By Jeffrey H. Brochin, J.D.
The Medicaid statute does not confer a private right upon providers to prevent the union from taking a portion of the receivables.
A federal court in California has granted the motions to dismiss filed by the SEIU state employees’ union and by the State Controller of California in a lawsuit brought by Medicaid providers who challenged the deduction of SEIU union dues from their paychecks. The providers did not give notice of revocation of their union membership during the prescribed revocation period, and later claimed that the deductions violated their First Amendment rights as well as rights allegedly conferred under the federal Medicaid statute. However, no state action was found to apply to the union, and Congress did not intend to confer upon the providers a private right preventing third parties from taking a portion of their receivables (Polk v. Yee, August 24, 2020, Mueller, K.).
Providers as state employees. In California, personal care providers servicing persons with disabilities who are enrolled in the state’s Medicaid program called In-Home Support Services (IHSS) are paid by the State Controller, and therefore California law deems them to be public employees for unionization purposes. SEIU Local 2015 (Union or SEIU) is the exclusive bargaining representative for IHSS providers in 47 California counties. The providers consented to a dues deduction agreement that authorized the state to deduct union dues from their paychecks for a certain period. The agreements made the deduction authorization irrevocable except during an annual period ranging from ten to thirty days, during which a provider could send a revocation notice to SEIU.
The providers all notified SEIU that they no longer consented to the dues deduction, but did so outside of the revocation period. The State Controller continued to deduct union dues from their paychecks, allegedly without their consent. The providers filed suit pursuant to 42 U.S.C. § 1983 on behalf of themselves and two putative classes, alleging deprivation of their First Amendment rights, and in response both defendants moved to dismiss, which the court granted.
Acting under color of state law. The court began its analysis by noting that to state a claim under §1983, a complaint must first show that the conduct complained of was committed by a person acting under color of state law, because constitutional standards are invoked only where the state is responsible for the complained-of conduct. A court decides whether a party was acting under state law by using a two-part test. First, the court asks whether the claimed deprivation has resulted from the exercise of a right or privilege having its source in state authority; and, second, the court asks whether defendant may be appropriately characterized as state actor. State action can exist only when both questions are answered in the affirmative.
No state action found. The Supreme Court has articulated four tests for determining whether a nongovernmental person’s (such as SEIU) actions amount to state action: (1) the public function test; (2) the joint action test; (3) the state compulsion test; and (4) the governmental nexus test. Because the providers only cited the joint action test, the court limited its analysis to that test. SEIU argued that the providers failed to state a valid §1983 claim against the union, because the state’s ministerial processing of voluntary dues deductions did not transform the union’s private dues authorization agreements into state action.

Raw data:
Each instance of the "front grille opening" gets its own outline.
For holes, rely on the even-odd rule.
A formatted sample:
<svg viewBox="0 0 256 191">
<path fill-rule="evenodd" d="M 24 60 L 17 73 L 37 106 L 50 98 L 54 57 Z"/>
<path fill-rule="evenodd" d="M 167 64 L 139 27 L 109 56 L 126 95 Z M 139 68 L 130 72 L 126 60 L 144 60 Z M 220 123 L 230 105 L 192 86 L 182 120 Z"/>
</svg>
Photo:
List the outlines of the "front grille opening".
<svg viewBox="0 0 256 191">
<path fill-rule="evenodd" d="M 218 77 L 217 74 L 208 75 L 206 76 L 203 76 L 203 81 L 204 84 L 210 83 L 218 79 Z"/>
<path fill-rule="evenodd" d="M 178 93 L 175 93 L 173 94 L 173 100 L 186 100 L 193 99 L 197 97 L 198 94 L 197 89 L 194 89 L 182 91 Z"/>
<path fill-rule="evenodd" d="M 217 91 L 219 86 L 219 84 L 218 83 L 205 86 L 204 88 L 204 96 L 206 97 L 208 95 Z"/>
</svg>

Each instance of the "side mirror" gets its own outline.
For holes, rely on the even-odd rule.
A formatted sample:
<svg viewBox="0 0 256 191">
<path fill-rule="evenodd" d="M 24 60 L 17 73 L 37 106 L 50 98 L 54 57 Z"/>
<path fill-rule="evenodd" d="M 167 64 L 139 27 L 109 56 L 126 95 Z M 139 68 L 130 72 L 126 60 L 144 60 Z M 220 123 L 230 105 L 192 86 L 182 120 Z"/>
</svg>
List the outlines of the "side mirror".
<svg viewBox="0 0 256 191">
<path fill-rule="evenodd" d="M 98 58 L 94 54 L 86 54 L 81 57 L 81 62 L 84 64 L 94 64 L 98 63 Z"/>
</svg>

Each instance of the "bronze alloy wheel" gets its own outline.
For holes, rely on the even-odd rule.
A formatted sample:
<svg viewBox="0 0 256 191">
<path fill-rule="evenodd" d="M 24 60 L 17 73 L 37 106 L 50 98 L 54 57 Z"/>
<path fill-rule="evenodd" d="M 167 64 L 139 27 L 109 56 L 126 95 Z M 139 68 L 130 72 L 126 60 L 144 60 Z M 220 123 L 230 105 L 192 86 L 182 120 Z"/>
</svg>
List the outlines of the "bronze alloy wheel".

What you will do:
[1] Answer these about the article on the union dues lawsuit:
(a) In how many California counties is SEIU Local 2015 the exclusive bargaining representative for IHSS providers?
(b) How long can the annual revocation period last?
(c) Which of the four state action tests did the providers cite?
[2] Pick up the article on the union dues lawsuit after its last sentence and carry it forward.

Your responses:
[1]
(a) 47
(b) From ten to thirty days
(c) The joint action test

[2]
The court agreed, finding that although there was a connection between the alleged constitutional violation and the state action, the providers did not plead facts to show that the union acted in concert with the state to cause the deduction of Union dues without a valid waiver. Accordingly, SEIU was found not to be a state actor under §1983, and all three of the §1983 claims against it were dismissed.
No private right conferred via Medicaid Act. The providers further alleged that the conduct of the union and the state violated 42 U.S.C. § 1396a(a)(32), a provision of the Medicaid Act that prohibits payment under the plan for any care or service provided to an individual, to anyone other than such individual or the person or institution providing such care or service. Both the state and the union argued that the providers failed to state a cognizable claim because §1396a(a)(32) does not create a privately enforceable right. It was intended to avoid a scenario in which a provider would assign their receivables to a financial middleman who would receive payment via the discounting of claims.
The court found that Congress never intended the non-assignment language to create a private right for providers. In the statute, neither the individual nor the provider is the subject of the provision, and the statute is not phrased to affirmatively guarantee anything to either. Such an absence of rights-creating language suggests that Congress did not intend that the provision in question benefit providers, and Congress’s purpose, to curb Medicaid costs and fraud by preventing factoring of Medicaid receivables, further supports that conclusion. Accordingly, the court dismissed the claims against the union and the state because the providers had no enforcement rights under the Medicaid Act.
The case is No.: 2:18-cv-02900-KJM-KJN.
Attorneys: William L. Messenger, National Right to Work Legal Defense Foundation for Delores Polk. Rebekah Millard, Freedom Foundation for Scott Ungar. Jeffrey A. Rich, Office of the Attorney General, for Betty Yee.